## Stated task a
Write out the passage on electricity retailing verbatim, everything from "In addition, this" down to "office functions etc..".

## Reading passage
- - - - - - -
The retailer is an agent in a far more comprehensive sense than any representative body because it needs to weigh up the needs against the available product inputs -- and to do so correctly or face replacement. The retailer is under great pressure to seek out inputs from all sources.
The homogenous nature of electricity does not negate this. Electricity may be undifferentiable but its supply is from highly variable sources. In terms of assembling inputs, the retailer must decide, based on its customers' requirements (and those of its target customers):
- how much power to contract rather than buy at pool
- how much of different sorts of power (baseload, regular peak, needle peak) to buy
- how much price risk to take for the needle peak.
In addition, this basic product has to be metered correctly, bundled in profitable packages, promoted to consumers who may have little awareness of their needs and options, and priced appropriately. The retailer also needs to examine economies of scope (or synergies) in bundling his goods together with other similar products, sharing services of specialists like meter readers, back office functions etc..
- - - - - - -
(Collection entries)
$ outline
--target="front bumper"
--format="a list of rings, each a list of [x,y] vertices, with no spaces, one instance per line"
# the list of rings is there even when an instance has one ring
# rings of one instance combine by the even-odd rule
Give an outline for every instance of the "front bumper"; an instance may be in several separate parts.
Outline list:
- - - - - - -
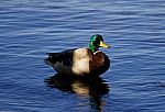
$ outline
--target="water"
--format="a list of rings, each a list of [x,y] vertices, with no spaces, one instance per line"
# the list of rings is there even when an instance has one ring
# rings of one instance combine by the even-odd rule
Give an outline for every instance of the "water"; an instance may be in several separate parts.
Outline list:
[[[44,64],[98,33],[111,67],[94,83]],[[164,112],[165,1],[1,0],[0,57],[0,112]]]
- - - - - - -
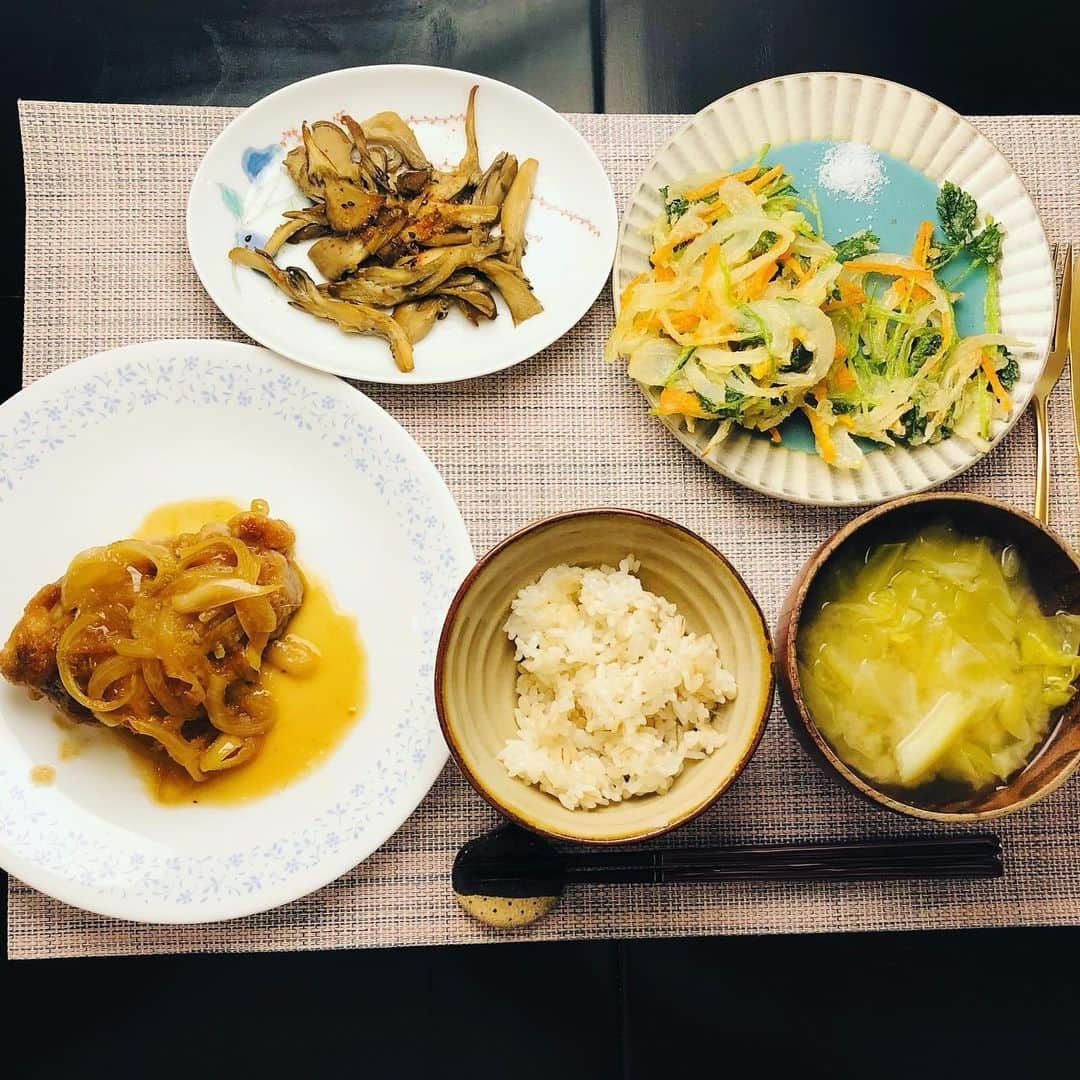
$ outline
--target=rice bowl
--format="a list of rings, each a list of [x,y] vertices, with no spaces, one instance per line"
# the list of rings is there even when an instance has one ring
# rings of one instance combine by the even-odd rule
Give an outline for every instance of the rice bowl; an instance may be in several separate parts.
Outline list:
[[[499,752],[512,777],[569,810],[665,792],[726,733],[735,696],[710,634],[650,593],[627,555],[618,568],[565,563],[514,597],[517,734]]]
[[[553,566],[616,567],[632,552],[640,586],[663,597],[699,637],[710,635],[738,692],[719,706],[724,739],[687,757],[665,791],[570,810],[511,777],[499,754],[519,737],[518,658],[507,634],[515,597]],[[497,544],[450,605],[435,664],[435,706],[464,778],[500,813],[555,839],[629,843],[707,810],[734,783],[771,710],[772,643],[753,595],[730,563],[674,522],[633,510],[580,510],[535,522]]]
- - - - - - -
## Stated task b
Filter the listing above, keeping every line that contains the string "parts".

## Output a
In addition, this basic product has to be metered correctly, bundled in profitable packages, promoted to consumers who may have little awareness of their needs and options, and priced appropriately. The retailer also needs to examine economies of scope (or synergies) in bundling his goods together with other similar products, sharing services of specialists like meter readers, back office functions etc..

## Output b
Give an outline for every instance of the "front bumper"; an instance may be in several separate parts.
Give an outline for every instance of the "water"; an instance may be in several separate parts.
Give an outline for every instance of the rice bowl; an instance may be in several separate parts.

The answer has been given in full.